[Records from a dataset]

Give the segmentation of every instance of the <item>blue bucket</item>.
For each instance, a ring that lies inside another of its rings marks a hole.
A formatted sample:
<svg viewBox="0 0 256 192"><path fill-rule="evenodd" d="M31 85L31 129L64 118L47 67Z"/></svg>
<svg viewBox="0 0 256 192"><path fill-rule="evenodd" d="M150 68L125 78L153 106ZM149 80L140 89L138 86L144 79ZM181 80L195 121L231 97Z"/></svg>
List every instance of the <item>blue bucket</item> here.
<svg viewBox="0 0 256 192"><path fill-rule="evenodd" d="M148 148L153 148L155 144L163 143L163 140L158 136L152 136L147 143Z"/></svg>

**Exercise objective**
Write out the data again, substituting "red bucket" for every occurrence of "blue bucket" and leaving everything else unchanged.

**Exercise result**
Give the segmentation of every instance of the <item>red bucket</item>.
For each instance, a ring that lies inside another of its rings marks a hole.
A formatted sample:
<svg viewBox="0 0 256 192"><path fill-rule="evenodd" d="M31 85L31 129L64 118L47 67Z"/></svg>
<svg viewBox="0 0 256 192"><path fill-rule="evenodd" d="M150 68L125 78L153 106ZM149 80L140 89L138 86L144 79ZM181 80L195 121L231 97Z"/></svg>
List every instance of the <item>red bucket</item> here.
<svg viewBox="0 0 256 192"><path fill-rule="evenodd" d="M148 148L153 148L155 144L163 143L163 140L158 136L152 136L147 143Z"/></svg>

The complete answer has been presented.